[Data excerpts]

_ _ _ _ _ _ _

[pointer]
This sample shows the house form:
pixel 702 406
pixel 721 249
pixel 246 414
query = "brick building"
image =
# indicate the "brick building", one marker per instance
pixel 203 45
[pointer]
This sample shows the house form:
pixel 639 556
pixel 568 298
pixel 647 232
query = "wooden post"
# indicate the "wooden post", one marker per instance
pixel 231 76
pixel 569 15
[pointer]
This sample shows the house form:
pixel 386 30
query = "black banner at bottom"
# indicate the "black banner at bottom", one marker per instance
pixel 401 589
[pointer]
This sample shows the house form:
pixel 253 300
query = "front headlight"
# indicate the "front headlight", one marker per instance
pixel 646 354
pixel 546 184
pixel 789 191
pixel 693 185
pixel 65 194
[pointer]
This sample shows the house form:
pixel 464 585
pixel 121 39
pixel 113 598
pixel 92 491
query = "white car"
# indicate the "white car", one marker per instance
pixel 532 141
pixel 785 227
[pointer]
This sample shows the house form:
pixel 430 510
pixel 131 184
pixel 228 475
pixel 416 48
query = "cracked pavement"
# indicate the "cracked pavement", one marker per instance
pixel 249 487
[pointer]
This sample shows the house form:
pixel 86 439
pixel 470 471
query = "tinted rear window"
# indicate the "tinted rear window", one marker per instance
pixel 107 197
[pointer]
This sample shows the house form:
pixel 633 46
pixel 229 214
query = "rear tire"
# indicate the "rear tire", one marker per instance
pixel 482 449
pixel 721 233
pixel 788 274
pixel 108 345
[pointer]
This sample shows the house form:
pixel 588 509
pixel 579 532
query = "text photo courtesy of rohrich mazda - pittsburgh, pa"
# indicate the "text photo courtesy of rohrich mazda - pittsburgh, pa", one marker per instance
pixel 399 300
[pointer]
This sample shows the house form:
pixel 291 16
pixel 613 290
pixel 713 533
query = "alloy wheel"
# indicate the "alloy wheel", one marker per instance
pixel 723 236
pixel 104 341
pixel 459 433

_ _ _ _ _ _ _

-- EXERCISE --
Please return the records above exactly as they are written.

-- SOLUTION --
[pointer]
This sample shows the house form:
pixel 702 406
pixel 721 249
pixel 246 414
query = "brick building"
image =
# indicate the "brick building", one marker per instance
pixel 203 45
[pointer]
This sample shows the house form:
pixel 639 556
pixel 568 298
pixel 647 232
query = "wooden post"
# indicate the "wooden post", one marker per instance
pixel 231 76
pixel 569 15
[pointer]
This sample shows the house form:
pixel 386 30
query = "black banner at bottom"
# indicate the "black banner at bottom", one marker per instance
pixel 401 589
[pointer]
This sample shows the house form:
pixel 253 300
query = "front headlight"
# indicate the "front headlight", one marker per instance
pixel 646 354
pixel 546 184
pixel 789 191
pixel 693 185
pixel 65 194
[pointer]
This sample shows the house form:
pixel 464 585
pixel 121 39
pixel 113 598
pixel 92 491
query = "white car"
# indicate the "white car", one marker per instance
pixel 532 141
pixel 785 227
[pointer]
This sample shows the house form:
pixel 430 510
pixel 131 184
pixel 228 475
pixel 416 48
query = "cracked pavement"
# indicate the "cracked pavement", one marker per instance
pixel 249 487
[pointer]
This sample shows the house form:
pixel 86 439
pixel 470 471
query = "tinted rear window"
# indicate the "tinted rear window", one marker per instance
pixel 107 197
[pointer]
This sample shows the house form:
pixel 633 46
pixel 229 214
query = "rear tire"
# indicate the "rear tire", one marker per instance
pixel 482 449
pixel 721 233
pixel 788 274
pixel 108 345
[pointer]
This sample shows the house form:
pixel 588 509
pixel 579 532
query = "text photo courtesy of rohrich mazda - pittsburgh, pa"
# indicate the "text photo courtesy of rohrich mazda - pittsburgh, pa", one marker per instance
pixel 399 300
[pointer]
This sample shows the house form:
pixel 291 16
pixel 613 290
pixel 713 533
query = "alloy wheel"
# indicate the "alloy wheel", one marker per instance
pixel 723 236
pixel 104 341
pixel 459 433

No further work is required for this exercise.